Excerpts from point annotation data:
-- Start --

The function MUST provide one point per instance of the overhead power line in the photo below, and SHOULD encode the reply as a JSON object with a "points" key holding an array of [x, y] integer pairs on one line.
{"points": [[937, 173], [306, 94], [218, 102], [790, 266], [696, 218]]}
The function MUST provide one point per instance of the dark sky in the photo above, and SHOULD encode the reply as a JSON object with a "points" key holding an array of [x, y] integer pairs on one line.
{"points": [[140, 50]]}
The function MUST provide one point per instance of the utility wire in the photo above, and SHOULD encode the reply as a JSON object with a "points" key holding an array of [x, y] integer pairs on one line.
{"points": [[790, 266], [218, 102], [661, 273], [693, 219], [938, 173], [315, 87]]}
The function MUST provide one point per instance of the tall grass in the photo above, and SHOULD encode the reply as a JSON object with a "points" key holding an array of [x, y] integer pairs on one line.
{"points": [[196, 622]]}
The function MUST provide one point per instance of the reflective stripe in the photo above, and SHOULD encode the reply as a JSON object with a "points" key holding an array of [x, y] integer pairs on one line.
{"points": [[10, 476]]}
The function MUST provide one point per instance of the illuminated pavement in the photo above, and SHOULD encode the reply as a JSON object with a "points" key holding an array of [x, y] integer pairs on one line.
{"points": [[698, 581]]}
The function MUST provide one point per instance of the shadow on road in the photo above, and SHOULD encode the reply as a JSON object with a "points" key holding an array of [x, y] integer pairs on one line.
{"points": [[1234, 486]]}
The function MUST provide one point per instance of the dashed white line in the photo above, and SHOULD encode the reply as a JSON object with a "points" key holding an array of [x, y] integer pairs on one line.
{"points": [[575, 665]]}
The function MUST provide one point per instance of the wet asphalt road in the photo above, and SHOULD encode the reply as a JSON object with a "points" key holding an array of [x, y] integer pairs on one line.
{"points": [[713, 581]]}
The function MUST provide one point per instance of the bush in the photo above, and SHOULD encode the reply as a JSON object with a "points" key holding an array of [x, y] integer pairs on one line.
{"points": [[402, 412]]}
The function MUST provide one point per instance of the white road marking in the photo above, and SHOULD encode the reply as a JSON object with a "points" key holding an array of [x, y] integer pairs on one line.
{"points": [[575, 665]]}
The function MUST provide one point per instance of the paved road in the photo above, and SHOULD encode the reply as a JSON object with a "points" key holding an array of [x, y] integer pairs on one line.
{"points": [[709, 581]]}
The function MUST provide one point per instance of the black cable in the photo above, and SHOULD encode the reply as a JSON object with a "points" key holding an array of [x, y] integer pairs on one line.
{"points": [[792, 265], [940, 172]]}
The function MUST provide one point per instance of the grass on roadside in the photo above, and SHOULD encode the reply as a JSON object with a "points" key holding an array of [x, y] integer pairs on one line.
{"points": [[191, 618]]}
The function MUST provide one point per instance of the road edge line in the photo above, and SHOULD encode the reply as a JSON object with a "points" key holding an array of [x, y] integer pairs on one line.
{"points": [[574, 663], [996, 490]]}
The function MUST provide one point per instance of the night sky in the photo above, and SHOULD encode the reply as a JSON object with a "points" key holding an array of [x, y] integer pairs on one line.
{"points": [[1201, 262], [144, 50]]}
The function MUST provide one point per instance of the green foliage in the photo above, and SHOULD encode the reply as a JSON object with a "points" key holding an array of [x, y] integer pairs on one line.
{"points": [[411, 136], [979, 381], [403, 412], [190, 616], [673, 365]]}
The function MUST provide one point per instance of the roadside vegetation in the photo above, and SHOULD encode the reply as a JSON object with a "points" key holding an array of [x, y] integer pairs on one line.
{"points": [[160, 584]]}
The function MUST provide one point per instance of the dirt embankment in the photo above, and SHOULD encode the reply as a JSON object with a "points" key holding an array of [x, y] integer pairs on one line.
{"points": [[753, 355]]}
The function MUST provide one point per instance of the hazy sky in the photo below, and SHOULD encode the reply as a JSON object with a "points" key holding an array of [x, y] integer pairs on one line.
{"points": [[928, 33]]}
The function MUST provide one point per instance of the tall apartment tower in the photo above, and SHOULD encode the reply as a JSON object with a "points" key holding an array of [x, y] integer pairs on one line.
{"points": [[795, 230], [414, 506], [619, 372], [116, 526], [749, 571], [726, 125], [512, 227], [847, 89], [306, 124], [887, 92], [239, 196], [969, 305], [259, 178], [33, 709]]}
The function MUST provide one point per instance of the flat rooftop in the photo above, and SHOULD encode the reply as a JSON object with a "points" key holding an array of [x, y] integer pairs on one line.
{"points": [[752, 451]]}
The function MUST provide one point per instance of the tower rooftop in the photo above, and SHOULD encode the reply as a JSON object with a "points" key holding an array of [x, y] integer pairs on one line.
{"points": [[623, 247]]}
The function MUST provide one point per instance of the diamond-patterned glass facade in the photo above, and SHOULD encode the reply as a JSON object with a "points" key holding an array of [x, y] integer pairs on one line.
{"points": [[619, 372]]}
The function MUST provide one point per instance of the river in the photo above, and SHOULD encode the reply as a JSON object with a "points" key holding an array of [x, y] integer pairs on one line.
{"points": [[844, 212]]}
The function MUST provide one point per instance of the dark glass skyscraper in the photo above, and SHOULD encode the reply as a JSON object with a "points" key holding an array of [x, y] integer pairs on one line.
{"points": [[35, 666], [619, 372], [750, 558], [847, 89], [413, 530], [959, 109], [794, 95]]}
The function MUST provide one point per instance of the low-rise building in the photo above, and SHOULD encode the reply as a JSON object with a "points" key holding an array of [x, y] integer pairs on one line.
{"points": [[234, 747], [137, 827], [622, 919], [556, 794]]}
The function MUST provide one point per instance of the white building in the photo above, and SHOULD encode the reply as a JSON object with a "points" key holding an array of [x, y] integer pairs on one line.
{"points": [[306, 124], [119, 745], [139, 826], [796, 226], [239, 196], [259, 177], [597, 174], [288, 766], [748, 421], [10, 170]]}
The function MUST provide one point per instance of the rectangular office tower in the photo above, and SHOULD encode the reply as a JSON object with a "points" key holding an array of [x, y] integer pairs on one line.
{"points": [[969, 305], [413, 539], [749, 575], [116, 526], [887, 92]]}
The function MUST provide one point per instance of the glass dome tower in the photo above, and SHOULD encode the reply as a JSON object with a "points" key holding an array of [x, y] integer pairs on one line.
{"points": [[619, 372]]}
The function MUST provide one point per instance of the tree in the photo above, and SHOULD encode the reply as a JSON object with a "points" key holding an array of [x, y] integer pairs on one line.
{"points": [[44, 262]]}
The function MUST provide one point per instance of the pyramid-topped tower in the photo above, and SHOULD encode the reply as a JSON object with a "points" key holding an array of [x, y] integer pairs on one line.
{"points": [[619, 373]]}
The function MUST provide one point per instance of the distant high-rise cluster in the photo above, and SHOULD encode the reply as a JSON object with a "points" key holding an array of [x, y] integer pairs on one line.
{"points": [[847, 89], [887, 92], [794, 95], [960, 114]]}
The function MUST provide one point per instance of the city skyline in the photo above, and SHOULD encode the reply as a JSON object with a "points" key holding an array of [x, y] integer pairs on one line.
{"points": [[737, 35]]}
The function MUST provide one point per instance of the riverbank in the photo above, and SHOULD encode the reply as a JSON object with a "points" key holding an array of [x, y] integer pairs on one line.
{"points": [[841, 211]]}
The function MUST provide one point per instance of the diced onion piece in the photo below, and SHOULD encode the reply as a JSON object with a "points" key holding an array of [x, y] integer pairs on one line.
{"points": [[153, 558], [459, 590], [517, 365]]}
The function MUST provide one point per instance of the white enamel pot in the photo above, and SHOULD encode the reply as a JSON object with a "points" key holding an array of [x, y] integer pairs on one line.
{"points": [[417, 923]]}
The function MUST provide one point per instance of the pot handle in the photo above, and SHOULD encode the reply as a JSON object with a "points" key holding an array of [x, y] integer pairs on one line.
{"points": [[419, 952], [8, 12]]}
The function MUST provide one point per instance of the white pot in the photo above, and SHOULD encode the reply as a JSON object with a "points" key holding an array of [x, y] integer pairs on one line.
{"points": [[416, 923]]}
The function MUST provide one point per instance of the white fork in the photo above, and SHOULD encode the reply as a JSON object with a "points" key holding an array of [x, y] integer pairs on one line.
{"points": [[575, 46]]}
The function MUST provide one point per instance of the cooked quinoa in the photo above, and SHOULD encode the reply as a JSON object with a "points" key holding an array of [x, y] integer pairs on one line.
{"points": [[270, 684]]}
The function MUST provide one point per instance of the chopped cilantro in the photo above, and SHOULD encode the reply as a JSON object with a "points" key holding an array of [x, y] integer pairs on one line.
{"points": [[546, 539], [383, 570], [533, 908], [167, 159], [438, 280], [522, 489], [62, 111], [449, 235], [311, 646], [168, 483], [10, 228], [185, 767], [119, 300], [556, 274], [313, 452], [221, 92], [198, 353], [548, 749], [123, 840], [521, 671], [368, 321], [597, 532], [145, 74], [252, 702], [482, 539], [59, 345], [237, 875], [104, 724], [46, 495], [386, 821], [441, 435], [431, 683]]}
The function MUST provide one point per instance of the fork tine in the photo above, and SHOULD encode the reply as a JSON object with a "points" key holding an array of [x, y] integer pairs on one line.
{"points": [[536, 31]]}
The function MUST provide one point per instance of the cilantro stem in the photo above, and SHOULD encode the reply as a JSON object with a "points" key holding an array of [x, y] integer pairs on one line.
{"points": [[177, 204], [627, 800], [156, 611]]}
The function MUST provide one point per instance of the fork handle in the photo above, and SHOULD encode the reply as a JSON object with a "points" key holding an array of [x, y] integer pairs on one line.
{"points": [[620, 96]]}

-- End --

What to produce: Exactly reproduce the lines from the one containing "the fork tine" through the end of the records, and only those lines.

Output for this task:
The function MUST provide one point per instance of the fork tine in the photo above, and SHOULD encode the reply as a JSON object with a "points" key holding an array of [x, y] integer pairs on one line.
{"points": [[536, 31]]}
The function MUST provide one point per instance of the cilantro stem in the photo above, and SHOULD encode the reply as a JSON object with a "points" key holding an array of [x, y] integer pairs on one line.
{"points": [[177, 204], [627, 800], [156, 611]]}
The function MUST provide one point per instance of the fork handle in the photo above, and SHOULD encode the reply as a JSON object with a "points" key holding an array of [x, y] integer pairs on one line.
{"points": [[620, 96]]}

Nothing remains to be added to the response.